> WRITTEN EXERCISE
Extract the text of each entry below exactly, leaving every image behind.

> RAW DATA
** Start **
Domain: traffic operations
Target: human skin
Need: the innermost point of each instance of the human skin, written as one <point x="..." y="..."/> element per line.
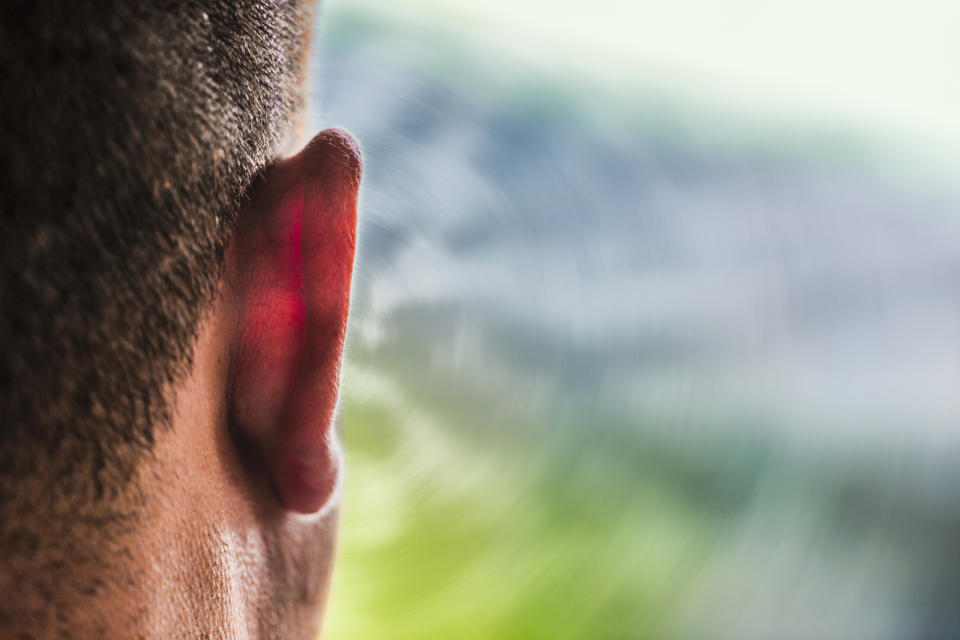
<point x="236" y="529"/>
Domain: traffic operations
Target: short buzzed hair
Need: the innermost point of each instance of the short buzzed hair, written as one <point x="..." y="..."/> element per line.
<point x="130" y="131"/>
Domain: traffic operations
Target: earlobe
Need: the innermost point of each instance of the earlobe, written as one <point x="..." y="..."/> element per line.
<point x="291" y="268"/>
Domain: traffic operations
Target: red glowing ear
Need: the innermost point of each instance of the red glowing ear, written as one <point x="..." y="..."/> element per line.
<point x="291" y="264"/>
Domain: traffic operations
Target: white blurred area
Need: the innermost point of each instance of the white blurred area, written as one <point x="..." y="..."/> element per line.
<point x="689" y="269"/>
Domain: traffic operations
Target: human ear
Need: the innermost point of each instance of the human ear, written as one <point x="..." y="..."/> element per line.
<point x="288" y="270"/>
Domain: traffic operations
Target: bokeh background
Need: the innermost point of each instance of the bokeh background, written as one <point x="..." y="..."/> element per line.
<point x="657" y="319"/>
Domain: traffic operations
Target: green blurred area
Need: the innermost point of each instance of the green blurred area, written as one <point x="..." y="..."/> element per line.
<point x="441" y="539"/>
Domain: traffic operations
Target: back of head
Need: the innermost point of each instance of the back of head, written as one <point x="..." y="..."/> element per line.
<point x="130" y="132"/>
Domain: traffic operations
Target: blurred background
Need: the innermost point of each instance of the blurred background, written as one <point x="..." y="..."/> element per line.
<point x="657" y="319"/>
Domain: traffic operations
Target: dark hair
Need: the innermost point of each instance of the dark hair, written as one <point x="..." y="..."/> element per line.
<point x="128" y="134"/>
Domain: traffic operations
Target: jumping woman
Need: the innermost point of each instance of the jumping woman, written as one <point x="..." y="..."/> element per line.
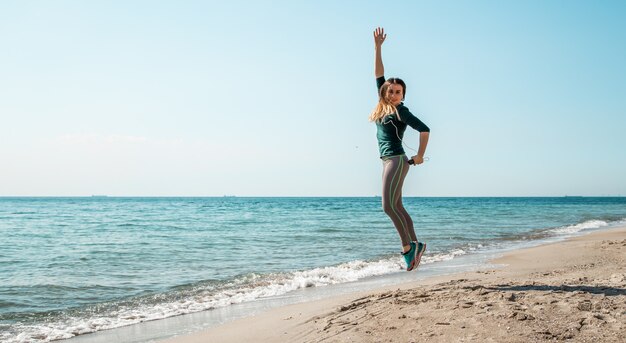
<point x="391" y="118"/>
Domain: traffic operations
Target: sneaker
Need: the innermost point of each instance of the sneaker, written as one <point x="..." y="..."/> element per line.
<point x="421" y="247"/>
<point x="409" y="257"/>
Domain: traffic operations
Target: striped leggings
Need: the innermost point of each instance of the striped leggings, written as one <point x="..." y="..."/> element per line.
<point x="395" y="169"/>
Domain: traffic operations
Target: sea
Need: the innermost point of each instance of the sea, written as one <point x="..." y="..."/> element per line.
<point x="78" y="267"/>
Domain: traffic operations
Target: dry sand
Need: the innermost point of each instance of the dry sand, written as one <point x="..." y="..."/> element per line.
<point x="573" y="291"/>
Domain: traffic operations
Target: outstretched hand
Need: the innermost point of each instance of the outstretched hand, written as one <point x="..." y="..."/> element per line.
<point x="379" y="36"/>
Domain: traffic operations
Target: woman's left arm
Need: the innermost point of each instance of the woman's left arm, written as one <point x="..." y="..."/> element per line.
<point x="411" y="120"/>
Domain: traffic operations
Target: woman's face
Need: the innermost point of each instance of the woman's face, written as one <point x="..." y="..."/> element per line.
<point x="394" y="94"/>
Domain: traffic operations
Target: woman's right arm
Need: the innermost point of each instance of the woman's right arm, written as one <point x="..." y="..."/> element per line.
<point x="379" y="38"/>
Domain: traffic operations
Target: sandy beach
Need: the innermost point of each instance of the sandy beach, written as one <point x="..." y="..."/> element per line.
<point x="574" y="290"/>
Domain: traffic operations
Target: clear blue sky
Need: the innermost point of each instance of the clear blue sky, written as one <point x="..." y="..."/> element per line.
<point x="271" y="98"/>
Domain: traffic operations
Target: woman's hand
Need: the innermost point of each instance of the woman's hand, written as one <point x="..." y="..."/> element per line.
<point x="379" y="36"/>
<point x="417" y="160"/>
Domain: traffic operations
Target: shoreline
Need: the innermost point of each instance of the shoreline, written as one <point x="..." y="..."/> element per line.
<point x="545" y="284"/>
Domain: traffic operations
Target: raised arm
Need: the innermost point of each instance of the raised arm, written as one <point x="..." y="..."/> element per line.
<point x="379" y="38"/>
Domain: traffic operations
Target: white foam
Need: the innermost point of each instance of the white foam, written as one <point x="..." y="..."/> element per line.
<point x="571" y="229"/>
<point x="246" y="288"/>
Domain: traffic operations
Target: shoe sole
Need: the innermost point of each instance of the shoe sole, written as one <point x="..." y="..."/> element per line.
<point x="418" y="257"/>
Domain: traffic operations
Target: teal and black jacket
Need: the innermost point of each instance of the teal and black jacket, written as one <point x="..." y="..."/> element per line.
<point x="390" y="130"/>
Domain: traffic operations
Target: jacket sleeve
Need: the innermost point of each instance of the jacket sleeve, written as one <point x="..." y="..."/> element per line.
<point x="407" y="117"/>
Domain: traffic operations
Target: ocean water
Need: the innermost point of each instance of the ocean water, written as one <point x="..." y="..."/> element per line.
<point x="73" y="266"/>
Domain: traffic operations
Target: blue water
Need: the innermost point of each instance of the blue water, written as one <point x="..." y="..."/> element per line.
<point x="71" y="266"/>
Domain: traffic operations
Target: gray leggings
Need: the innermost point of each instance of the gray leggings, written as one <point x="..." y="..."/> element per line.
<point x="395" y="169"/>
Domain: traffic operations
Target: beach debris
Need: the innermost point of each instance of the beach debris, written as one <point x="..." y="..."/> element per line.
<point x="585" y="305"/>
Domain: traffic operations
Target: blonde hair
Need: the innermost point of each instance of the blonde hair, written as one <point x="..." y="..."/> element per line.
<point x="384" y="106"/>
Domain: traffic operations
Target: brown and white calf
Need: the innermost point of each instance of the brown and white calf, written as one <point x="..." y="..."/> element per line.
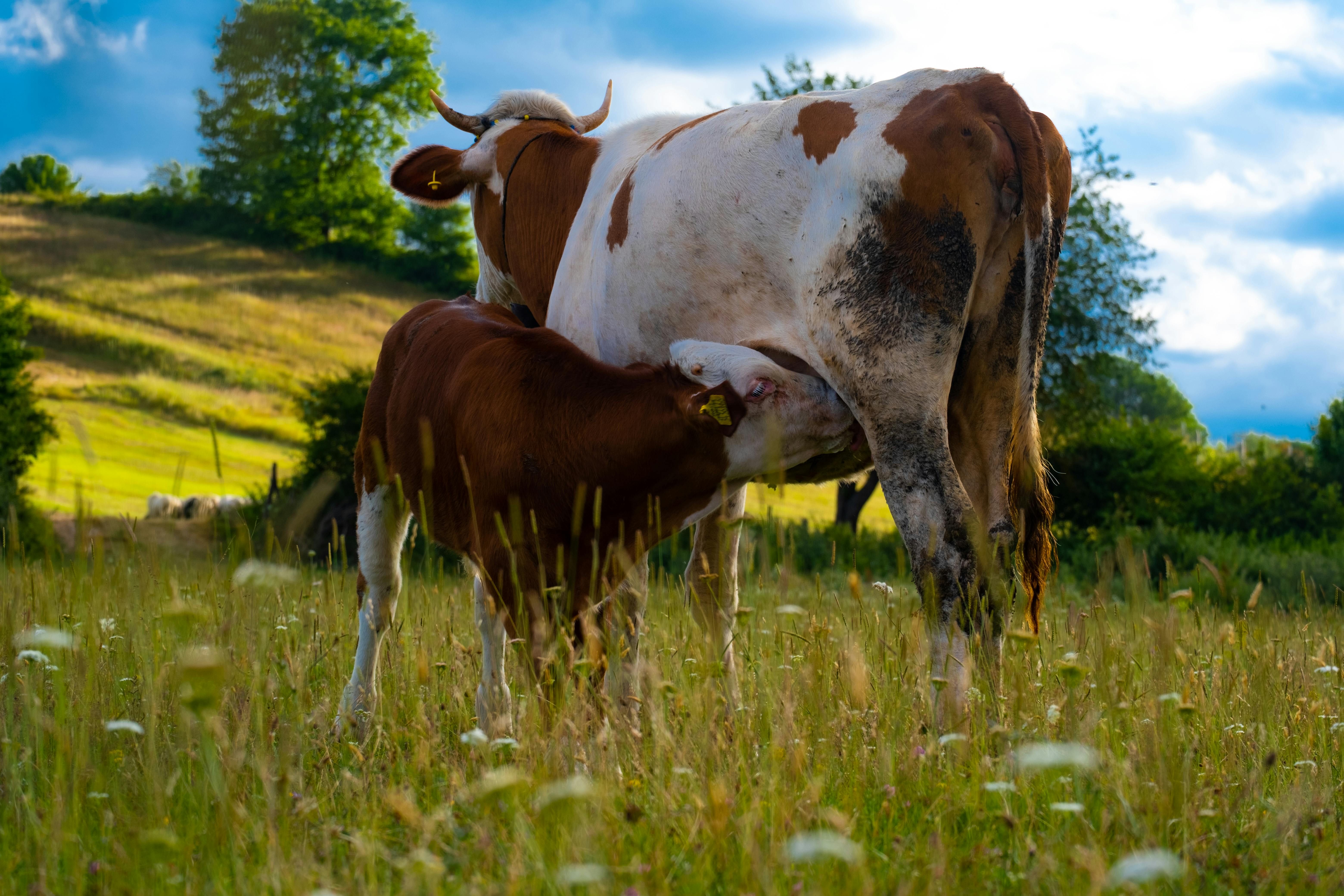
<point x="475" y="424"/>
** End **
> ANSWER TO THIS PROBLEM
Domain: traffic operations
Target: human skin
Need: the innermost point of each instance of the human skin, written as one <point x="..." y="..."/> element per line.
<point x="236" y="529"/>
Domain: traffic operations
Target: short buzzed hair
Need: the innermost point of each instance of the short buzzed hair, written as one <point x="..." y="..."/> element per line.
<point x="130" y="131"/>
Domain: traffic operations
Target: earlobe
Need: the innermost point of each instance of the earlobe, written as one <point x="..." y="..."/> element per line.
<point x="291" y="268"/>
Domain: traffic operations
Target: red glowing ear
Need: the innermost point of each instance of the red glowing ear, written as one <point x="..." y="..."/> element per line.
<point x="291" y="264"/>
Domain: traffic operations
Target: white blurred area
Need: the innermost point of each instance of the white blurred area, written as one <point x="..." y="..."/> element per line.
<point x="689" y="269"/>
Domain: traffic operations
Target: human ear
Need: the innermost point of each instance of the human ear, written as one <point x="..." y="..."/> element per line.
<point x="288" y="270"/>
Domain: traffic operations
Target: bokeh background
Need: the innermost point of each instance of the bokeh background, written as one <point x="..." y="..."/> element per line.
<point x="657" y="319"/>
Domain: traffic operations
Target: green blurred area
Need: the innermost point of each instance of the green blurred area, written as one <point x="..." y="..."/> element per line.
<point x="441" y="539"/>
Domain: traffic operations
Target: back of head
Need: the innermost point of each instance of the back of head, written as one <point x="..." y="..."/> element per line.
<point x="130" y="132"/>
Domain: traffic operations
Target: blurred background
Need: the innermost point of each instance of the blurred background, written as one <point x="..." y="..."/> element per line.
<point x="657" y="319"/>
Domain: traffic operations
Target: dark hair
Need: the innermost point of each instance of the dark hair, written as one <point x="..." y="..."/> element per line.
<point x="128" y="134"/>
Domain: traffic operations
Target: jumping woman
Need: the innermost point of each instance of the jumping woman, written as one <point x="..." y="..."/> element per line.
<point x="391" y="118"/>
Domain: traffic operations
Target: sneaker
Need: the innermost point of each instance of the sneaker, written as one <point x="..." y="..."/> element per line.
<point x="421" y="247"/>
<point x="409" y="257"/>
Domain: traffic operations
Target: striped leggings
Need: the innermost point of each instance of the striped leggings, written as one <point x="..." y="..."/> element per line.
<point x="395" y="169"/>
Domain: traffic operations
Target: sea
Need: the innermost point of each instance of the sea, written as one <point x="..." y="..."/> element per line.
<point x="78" y="267"/>
Domain: traffic operations
Target: dry sand
Need: the innermost point of each instance of the dry sand, written as one <point x="..." y="..."/> element per line.
<point x="573" y="291"/>
Domain: traffic operations
Target: outstretched hand
Need: the innermost point of each instance of the outstretched hand, written as one <point x="..." y="..."/> element per line.
<point x="379" y="36"/>
Domain: traffic operations
Target: woman's left arm
Need: the innermost point of each instance of the woman's left arm, written as one <point x="..." y="..."/> element per line.
<point x="411" y="120"/>
Domain: traffic operations
Target: woman's face
Need: the innermost point of each instance of the woman's face, written as one <point x="..." y="..."/> element per line.
<point x="394" y="94"/>
Domain: traffic operations
Target: woman's right arm
Need: the innermost point of each instance of the woman's right arm, written as one <point x="..." y="..."/> element per line.
<point x="379" y="38"/>
Domain: traffic operations
Target: sandy beach
Need: the innermost point of each instance of the sandy beach, written as one <point x="..." y="..."/> element per line.
<point x="574" y="290"/>
Domain: traffic operations
Target: clear blue sky
Need: the innermost point of each instance of the clear blue sky, written as one <point x="..." y="..."/> element per line.
<point x="271" y="98"/>
Domain: traffic operations
Target: woman's hand
Need: the innermost point of each instance of the woman's hand, written as one <point x="..." y="..."/> element per line.
<point x="379" y="36"/>
<point x="417" y="160"/>
Domain: traffic operations
Target: shoreline
Need: the innermost point of each instance of the shoreline, written as one <point x="..." y="..."/> element per line.
<point x="545" y="284"/>
Domain: traffic operations
Target: raised arm
Need: the innermost point of each instance of the raised arm, written as one <point x="..." y="..."/> element per line.
<point x="379" y="38"/>
Domain: traffic operations
Target: white foam
Need: the innermost point of each instance of the white foam, written as one <point x="..." y="..."/> element per line.
<point x="571" y="229"/>
<point x="246" y="288"/>
Domain: traffic operations
Target: shoe sole
Need: the innermost point of each instance of the shoe sole, written as one <point x="..." y="..."/> element per line.
<point x="418" y="257"/>
Domain: traffic operations
Target: teal and black jacket
Need: the innermost point of each instance of the teal and black jacket, written as one <point x="..." y="..."/> element per line.
<point x="390" y="130"/>
Domain: traffic operations
Target: jacket sleeve
Need: the innermost point of each instance of the jacket sleeve, written as one <point x="..." y="..."/> element per line.
<point x="407" y="117"/>
Domain: traffic operations
Target: ocean water
Need: the innermost point of each instance of the ocean water, written as one <point x="..." y="..."/> element per line.
<point x="73" y="266"/>
Domain: traffic operations
Target: blue water
Need: the innermost point of each instance of the blue water, written as one <point x="..." y="..."/> element per line.
<point x="71" y="266"/>
Domain: traffic operations
Target: gray leggings
Need: the innermost point of each instance of the gray leggings, written as one <point x="..." y="..."/> element per line.
<point x="395" y="169"/>
Domain: traffic operations
Target: beach debris
Need: the innermost point of each instance of the beach debris, written as one <point x="..." y="..."/> element per line.
<point x="585" y="305"/>
Domain: traffic operations
Target: blonde hair
Need: the innermost point of each instance of the blonde hair, written as one <point x="..." y="..."/> element per line.
<point x="384" y="106"/>
Domain: traffic operations
Target: brown and white calf
Need: the innermost point of each instance of the brown and white calf, written as one <point x="..." y="..."/> element per line.
<point x="475" y="424"/>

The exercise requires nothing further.